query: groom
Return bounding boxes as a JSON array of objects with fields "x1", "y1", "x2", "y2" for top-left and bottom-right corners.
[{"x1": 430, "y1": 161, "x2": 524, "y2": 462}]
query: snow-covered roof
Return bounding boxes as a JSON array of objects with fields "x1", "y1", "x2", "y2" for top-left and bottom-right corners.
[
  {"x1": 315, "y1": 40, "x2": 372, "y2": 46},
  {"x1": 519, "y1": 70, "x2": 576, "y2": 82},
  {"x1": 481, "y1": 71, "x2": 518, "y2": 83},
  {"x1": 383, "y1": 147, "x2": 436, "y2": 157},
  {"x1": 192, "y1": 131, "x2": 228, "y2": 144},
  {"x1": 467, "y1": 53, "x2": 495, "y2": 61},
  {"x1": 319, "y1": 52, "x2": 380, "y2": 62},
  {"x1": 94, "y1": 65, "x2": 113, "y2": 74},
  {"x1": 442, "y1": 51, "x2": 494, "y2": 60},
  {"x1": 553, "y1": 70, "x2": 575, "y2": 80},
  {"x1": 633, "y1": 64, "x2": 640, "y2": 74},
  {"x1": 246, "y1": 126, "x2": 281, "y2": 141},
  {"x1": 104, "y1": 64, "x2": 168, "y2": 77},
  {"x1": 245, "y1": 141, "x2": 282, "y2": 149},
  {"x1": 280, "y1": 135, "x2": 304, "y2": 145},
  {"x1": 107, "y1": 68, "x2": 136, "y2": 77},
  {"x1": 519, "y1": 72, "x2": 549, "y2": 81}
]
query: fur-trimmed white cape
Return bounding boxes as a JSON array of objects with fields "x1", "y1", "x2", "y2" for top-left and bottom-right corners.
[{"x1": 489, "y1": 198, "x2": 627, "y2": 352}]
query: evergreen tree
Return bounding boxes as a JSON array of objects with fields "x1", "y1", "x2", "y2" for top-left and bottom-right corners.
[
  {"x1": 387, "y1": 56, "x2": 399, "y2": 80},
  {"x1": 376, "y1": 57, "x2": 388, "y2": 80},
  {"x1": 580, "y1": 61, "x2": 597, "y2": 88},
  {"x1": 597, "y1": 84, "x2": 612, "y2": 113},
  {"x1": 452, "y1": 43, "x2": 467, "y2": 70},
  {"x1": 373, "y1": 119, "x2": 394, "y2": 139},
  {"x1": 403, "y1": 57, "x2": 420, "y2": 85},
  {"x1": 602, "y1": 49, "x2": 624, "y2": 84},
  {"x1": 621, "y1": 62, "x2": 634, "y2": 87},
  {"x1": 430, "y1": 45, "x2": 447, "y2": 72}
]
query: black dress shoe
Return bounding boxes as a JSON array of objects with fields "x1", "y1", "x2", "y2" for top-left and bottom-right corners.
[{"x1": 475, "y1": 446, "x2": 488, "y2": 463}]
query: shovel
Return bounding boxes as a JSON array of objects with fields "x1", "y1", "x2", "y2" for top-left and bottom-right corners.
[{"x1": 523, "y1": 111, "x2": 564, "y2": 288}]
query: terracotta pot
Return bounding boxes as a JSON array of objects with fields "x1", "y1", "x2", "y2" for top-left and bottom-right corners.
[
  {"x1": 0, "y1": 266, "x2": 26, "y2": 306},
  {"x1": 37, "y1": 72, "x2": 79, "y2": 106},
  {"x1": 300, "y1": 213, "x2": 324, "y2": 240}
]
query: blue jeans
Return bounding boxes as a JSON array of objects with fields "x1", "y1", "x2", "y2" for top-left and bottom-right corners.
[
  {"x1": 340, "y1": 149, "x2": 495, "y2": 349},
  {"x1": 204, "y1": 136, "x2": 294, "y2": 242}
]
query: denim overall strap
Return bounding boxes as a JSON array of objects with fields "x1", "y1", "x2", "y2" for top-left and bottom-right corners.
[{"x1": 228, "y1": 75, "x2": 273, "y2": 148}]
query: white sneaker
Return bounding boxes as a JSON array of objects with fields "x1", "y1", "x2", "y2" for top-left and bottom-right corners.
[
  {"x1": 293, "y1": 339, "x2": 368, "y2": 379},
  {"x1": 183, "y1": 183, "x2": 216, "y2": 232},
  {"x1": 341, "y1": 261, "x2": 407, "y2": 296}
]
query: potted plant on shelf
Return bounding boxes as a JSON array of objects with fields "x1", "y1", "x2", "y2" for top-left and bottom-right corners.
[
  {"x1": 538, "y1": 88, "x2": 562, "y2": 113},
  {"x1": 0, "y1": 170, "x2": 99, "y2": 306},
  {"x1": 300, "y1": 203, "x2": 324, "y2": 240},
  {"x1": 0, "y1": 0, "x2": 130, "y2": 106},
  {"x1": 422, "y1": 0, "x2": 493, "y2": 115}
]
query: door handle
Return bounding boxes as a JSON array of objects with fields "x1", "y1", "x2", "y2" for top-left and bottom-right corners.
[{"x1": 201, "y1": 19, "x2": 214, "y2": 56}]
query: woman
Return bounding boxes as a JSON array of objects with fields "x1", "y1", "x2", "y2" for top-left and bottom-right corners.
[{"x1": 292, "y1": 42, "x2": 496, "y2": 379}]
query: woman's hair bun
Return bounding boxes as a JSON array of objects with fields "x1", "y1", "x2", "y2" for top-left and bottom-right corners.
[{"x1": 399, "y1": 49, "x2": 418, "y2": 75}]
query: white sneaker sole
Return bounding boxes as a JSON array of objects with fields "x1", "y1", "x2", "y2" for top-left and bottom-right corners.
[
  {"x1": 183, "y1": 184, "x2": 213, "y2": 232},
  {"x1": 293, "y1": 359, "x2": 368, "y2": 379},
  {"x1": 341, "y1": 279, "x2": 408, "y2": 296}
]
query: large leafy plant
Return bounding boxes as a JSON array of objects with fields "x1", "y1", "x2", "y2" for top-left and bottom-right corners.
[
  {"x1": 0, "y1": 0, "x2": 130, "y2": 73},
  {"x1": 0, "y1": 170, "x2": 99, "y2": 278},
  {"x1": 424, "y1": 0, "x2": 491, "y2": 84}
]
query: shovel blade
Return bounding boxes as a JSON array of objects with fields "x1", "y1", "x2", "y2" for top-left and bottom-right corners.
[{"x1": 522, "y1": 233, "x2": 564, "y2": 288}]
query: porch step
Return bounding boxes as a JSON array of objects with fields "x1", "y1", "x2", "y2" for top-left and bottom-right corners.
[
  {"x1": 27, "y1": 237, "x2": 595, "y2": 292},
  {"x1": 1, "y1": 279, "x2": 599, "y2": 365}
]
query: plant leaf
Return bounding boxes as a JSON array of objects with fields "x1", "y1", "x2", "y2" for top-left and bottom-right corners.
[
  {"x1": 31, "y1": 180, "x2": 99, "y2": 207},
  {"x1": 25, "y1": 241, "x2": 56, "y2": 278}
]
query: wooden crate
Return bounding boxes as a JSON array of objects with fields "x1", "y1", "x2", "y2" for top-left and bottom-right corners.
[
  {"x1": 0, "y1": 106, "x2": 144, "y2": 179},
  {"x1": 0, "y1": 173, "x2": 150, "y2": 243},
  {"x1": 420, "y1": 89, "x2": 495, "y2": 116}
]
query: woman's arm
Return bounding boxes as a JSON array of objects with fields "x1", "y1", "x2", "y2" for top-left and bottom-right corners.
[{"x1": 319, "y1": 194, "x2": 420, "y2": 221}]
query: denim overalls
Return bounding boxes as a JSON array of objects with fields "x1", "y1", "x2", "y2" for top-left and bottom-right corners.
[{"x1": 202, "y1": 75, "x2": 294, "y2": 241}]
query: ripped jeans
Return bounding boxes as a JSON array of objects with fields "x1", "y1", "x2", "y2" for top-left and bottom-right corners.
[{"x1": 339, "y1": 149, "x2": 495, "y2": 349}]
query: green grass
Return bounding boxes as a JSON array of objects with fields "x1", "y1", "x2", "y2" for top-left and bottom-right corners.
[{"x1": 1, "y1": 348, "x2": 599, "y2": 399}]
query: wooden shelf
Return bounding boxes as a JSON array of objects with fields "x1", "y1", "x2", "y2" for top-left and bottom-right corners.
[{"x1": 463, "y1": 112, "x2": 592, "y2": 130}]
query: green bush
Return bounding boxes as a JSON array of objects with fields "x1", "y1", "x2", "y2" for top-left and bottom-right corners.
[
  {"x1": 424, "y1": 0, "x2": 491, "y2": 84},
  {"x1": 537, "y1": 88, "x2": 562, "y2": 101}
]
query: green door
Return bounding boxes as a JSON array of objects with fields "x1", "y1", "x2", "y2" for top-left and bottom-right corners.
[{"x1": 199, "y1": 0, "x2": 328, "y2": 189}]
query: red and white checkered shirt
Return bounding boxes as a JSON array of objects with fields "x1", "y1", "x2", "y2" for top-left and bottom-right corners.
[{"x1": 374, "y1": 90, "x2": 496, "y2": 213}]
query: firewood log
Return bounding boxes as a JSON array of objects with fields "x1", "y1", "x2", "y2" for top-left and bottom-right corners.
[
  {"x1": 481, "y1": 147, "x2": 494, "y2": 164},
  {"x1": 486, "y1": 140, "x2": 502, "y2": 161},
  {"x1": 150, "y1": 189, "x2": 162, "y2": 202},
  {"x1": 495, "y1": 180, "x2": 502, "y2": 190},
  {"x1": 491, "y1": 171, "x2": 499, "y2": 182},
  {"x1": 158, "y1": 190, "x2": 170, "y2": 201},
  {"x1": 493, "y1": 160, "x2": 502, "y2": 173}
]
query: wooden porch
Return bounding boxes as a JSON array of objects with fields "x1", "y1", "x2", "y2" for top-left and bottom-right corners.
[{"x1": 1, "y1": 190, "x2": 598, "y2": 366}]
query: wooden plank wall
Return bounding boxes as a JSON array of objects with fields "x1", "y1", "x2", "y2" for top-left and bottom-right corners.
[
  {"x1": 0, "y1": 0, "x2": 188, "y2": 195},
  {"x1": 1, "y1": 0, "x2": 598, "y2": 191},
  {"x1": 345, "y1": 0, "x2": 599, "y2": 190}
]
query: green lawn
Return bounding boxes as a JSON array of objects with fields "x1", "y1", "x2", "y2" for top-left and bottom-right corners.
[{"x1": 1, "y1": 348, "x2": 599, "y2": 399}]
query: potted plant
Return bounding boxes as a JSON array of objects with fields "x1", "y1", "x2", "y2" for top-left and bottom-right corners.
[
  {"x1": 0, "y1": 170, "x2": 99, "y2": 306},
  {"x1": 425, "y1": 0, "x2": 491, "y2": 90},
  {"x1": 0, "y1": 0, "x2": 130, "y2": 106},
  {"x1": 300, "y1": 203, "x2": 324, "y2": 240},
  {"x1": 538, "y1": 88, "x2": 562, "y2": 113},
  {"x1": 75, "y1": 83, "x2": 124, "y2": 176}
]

• _Task to carry out_
Please retype, with no changes, the lines that run from the first line of the entries to the line with "query: snow-covered roof", both ends included.

• _Answer to this problem_
query: groom
Return bounding boxes as a JSON array of objects with fields "x1", "y1", "x2", "y2" for top-left and bottom-right corners.
[{"x1": 430, "y1": 161, "x2": 524, "y2": 462}]
query: snow-covered roof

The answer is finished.